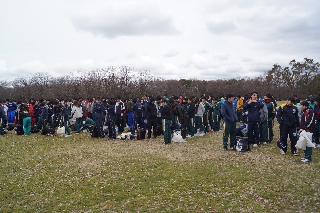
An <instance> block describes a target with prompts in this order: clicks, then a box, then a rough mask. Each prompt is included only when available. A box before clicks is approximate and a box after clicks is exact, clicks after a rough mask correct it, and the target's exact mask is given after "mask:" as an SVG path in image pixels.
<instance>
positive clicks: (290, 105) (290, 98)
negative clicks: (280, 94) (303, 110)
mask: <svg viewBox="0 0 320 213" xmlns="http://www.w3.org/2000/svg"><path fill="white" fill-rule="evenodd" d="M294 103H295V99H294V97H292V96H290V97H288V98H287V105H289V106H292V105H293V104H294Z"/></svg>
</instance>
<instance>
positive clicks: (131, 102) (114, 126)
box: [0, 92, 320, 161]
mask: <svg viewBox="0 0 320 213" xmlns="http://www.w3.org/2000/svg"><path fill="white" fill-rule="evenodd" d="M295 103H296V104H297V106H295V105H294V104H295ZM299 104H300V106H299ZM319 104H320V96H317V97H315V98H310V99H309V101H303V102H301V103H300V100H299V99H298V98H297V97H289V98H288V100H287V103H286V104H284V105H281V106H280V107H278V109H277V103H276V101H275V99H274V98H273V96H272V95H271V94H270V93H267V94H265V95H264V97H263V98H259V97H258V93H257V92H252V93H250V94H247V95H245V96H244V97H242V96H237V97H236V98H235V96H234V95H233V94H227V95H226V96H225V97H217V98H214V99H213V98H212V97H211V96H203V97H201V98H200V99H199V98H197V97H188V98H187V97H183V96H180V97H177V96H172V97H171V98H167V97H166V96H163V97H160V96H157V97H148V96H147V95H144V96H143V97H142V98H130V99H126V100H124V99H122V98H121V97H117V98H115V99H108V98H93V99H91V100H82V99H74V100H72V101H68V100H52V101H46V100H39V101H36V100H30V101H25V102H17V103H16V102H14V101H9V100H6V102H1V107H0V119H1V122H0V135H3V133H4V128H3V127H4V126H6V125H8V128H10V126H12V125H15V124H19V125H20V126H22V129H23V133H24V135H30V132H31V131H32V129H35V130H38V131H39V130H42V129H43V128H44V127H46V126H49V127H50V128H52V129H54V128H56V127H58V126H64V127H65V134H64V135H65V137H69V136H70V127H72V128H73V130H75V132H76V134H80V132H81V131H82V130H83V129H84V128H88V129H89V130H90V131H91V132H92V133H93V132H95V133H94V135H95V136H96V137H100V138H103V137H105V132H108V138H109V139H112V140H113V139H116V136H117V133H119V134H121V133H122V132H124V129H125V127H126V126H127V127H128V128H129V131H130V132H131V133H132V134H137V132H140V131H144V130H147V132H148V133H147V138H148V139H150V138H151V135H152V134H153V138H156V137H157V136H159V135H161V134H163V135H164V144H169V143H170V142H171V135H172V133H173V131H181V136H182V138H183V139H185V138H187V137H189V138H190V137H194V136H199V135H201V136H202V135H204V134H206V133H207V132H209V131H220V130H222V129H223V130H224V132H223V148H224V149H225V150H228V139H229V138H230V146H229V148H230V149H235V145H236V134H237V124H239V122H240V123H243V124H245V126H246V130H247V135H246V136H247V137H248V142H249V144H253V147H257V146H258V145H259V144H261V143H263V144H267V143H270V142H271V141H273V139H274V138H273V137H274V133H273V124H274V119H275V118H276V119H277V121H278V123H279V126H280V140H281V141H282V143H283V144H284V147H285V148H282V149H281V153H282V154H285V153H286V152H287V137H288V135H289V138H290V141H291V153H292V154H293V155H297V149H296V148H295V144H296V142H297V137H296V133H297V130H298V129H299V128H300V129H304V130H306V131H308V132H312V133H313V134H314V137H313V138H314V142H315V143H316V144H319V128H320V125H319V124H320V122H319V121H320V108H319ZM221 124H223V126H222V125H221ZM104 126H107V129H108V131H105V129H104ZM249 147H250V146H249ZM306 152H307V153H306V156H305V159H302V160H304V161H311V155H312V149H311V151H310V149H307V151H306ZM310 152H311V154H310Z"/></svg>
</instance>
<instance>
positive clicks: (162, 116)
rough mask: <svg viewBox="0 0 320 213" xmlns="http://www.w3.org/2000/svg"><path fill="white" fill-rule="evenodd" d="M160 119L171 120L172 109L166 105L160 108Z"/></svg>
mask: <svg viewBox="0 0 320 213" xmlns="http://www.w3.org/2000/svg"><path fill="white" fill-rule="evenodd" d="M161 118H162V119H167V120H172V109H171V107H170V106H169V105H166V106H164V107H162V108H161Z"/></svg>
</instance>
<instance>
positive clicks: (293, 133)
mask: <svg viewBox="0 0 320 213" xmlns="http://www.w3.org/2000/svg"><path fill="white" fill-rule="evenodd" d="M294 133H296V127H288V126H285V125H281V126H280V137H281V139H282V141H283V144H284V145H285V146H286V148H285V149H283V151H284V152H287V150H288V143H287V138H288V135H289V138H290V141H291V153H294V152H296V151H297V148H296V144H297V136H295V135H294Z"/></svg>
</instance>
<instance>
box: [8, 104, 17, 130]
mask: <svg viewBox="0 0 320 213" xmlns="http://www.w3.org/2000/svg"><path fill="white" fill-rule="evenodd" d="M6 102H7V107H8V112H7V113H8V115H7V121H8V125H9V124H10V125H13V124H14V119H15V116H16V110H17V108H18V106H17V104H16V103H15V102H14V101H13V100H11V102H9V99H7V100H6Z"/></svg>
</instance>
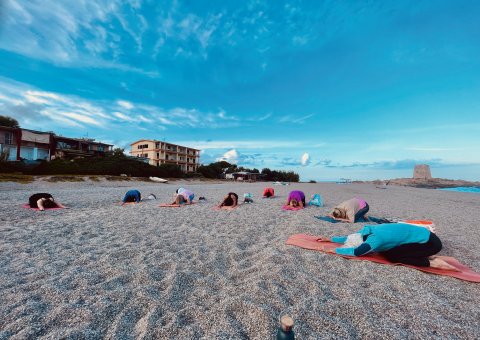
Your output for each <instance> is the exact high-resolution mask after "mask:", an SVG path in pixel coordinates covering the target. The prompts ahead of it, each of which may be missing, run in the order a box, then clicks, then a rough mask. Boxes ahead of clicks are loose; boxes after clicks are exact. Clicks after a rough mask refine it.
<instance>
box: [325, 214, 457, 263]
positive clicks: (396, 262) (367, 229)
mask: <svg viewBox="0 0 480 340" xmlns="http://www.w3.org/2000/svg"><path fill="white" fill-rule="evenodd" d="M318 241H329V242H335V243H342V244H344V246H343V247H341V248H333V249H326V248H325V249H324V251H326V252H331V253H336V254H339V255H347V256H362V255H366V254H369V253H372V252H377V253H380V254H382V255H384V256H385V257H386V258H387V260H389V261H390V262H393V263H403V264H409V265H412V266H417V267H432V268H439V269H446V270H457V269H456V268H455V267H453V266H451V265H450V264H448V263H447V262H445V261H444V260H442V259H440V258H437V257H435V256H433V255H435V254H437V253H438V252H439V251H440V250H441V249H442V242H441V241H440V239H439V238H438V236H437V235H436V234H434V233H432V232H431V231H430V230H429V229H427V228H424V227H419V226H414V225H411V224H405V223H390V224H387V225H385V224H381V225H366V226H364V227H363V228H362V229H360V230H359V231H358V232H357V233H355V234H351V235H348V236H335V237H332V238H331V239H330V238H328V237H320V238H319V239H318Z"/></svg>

Directive
Count the lines in the records that contain the word "rough". Give only the number.

Response area
3